[Reading text start]
The latest IPCC report indicates that in the Mediterranean, global warming already has and will have the impacts of reducing agricultural outputs, increasing extreme risks (droughts, heatwaves…) and significantly intensifying evapotranspiration: this means, for example, that there is a greater need for water for plants, including in irrigated systems, whereas the groundwater levels and river flows are declining in an erratic manner. In order to meet the challenges of mitigation and, especially, climate change adaptation, Mediterranean agriculture needs to undergo a transformation. Actors in the field are already in the process of addressing this challenge. However, it cannot be fully addressed without an adjustment of public agricultural policies.

A farmer near Sejnane - Photo: Arne Hoel / World Bank
A farmer near Sejnane - Photo: Arne Hoel / World Bank

Climate-Smart Agriculture already in progress

The transformation of agriculture in the Southern Mediterranean under the effects, which are already being felt, of climate change is a process initiated about ten years ago. The challenges of this transformation are based on two pillars:

As a priority, support the development and modernization of rainfed agriculture, which is the productive base of Mediterranean countries (it accounts for the vast majority of farmers), but is also the most vulnerable to climate change. For example, in Morocco and Tunisia, projects are conducted to disseminate direct seeding mulch-based cropping systems, which show that agricultural practices that conserve water and soil resources are indeed possible in the Mediterranean. Yet these dynamics pose a number of problems in terms of adoption, for example, due to the specific equipment that needs to be acquired or competition over organic matter between agriculture and livestock rearing (as animals traditionally graze on the fields following the harvest – common grazing – and export the crop residues, which prevents the formation of a layer of protective organic matter). Appropriate and proactive public policies can alone initiate these necessary changes.
[Reading text end]
**Work to do**.
- a) Copy the passage on Mediterranean agriculture starting at "The latest IPCC" and ending at "public agricultural policies.", swapping "river flows" for "stream flows".
- b) According to the passage on Mediterranean agriculture, in which two countries are projects spreading direct seeding mulch-based cropping systems?
- c) Finish out the passage on Mediterranean agriculture by writing the next part after its final sentence.
The records that come next have nothing to do with the passage on Mediterranean agriculture.
[Dataset content start]
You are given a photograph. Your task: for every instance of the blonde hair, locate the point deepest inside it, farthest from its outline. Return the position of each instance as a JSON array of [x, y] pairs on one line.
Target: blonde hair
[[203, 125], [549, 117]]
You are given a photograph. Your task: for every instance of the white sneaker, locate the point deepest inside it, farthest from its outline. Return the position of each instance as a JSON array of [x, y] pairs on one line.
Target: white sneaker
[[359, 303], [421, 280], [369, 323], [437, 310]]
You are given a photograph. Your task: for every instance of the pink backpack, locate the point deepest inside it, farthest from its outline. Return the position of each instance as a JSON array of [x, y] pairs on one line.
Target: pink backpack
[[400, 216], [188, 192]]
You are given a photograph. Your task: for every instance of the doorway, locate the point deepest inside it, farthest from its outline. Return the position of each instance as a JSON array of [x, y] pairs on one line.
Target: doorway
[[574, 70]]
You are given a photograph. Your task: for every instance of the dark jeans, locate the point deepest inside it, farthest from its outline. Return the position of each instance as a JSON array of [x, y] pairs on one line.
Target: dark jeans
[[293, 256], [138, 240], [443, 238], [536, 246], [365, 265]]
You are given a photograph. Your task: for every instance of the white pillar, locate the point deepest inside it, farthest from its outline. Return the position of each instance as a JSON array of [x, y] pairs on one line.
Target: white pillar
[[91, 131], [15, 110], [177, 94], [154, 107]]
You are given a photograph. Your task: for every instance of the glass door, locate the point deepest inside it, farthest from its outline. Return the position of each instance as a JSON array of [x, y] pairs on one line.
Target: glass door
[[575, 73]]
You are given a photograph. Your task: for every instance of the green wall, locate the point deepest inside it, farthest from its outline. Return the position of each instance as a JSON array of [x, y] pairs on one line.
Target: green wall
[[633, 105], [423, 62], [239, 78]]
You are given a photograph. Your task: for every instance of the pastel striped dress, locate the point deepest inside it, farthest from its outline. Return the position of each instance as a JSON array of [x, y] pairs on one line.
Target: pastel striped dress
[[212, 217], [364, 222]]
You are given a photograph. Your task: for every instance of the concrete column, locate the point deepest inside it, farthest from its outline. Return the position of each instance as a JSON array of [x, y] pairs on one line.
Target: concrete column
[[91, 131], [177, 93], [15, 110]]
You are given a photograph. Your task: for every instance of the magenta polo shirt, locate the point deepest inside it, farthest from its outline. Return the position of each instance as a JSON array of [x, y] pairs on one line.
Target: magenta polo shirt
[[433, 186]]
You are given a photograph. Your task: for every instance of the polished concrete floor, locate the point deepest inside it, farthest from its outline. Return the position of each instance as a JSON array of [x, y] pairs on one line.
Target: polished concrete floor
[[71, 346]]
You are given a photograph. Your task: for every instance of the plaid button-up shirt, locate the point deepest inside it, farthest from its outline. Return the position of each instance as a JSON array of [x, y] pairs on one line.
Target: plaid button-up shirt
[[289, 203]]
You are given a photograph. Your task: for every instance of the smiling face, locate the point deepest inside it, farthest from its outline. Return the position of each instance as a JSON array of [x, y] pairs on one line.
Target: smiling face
[Dataset content end]
**Final answers**.
- a)
The latest IPCC report indicates that in the Mediterranean, global warming already has and will have the impacts of reducing agricultural outputs, increasing extreme risks (droughts, heatwaves…) and significantly intensifying evapotranspiration: this means, for example, that there is a greater need for water for plants, including in irrigated systems, whereas the groundwater levels and stream flows are declining in an erratic manner. In order to meet the challenges of mitigation and, especially, climate change adaptation, Mediterranean agriculture needs to undergo a transformation. Actors in the field are already in the process of addressing this challenge. However, it cannot be fully addressed without an adjustment of public agricultural policies.

- b) Morocco and Tunisia.

- c)
Irrigated agriculture is the second pillar of these agricultural transformations, for its capacity to partly avoid water-related hazards, but too often obscures the priority effort that needs to be made for rainfed systems. AFD also finances a number of projects to extend and rehabilitate irrigation schemes in the Maghreb region and, in recent years, has been supporting countries like Morocco and Tunisia for their water saving programs. One of the aims of these programs is to prepare irrigated agriculture for a situation of increased water scarcity through the widespread development of plots with localized or drip irrigation. They are today showing certain limits in terms of effectiveness compared to the amounts invested to implement them. Indeed, this “hard” aspect of the problem of water uses must not, in this case also, draw a veil over the necessary social management of the resource, as a “common” good, for which a number of rules of use and best practices need to be decided at grassroots level, between farmers, users and the State representatives. This consultation and mobilization work by actors also requires a political and budgetary effort, which Southern Mediterranean countries still find difficult to accept.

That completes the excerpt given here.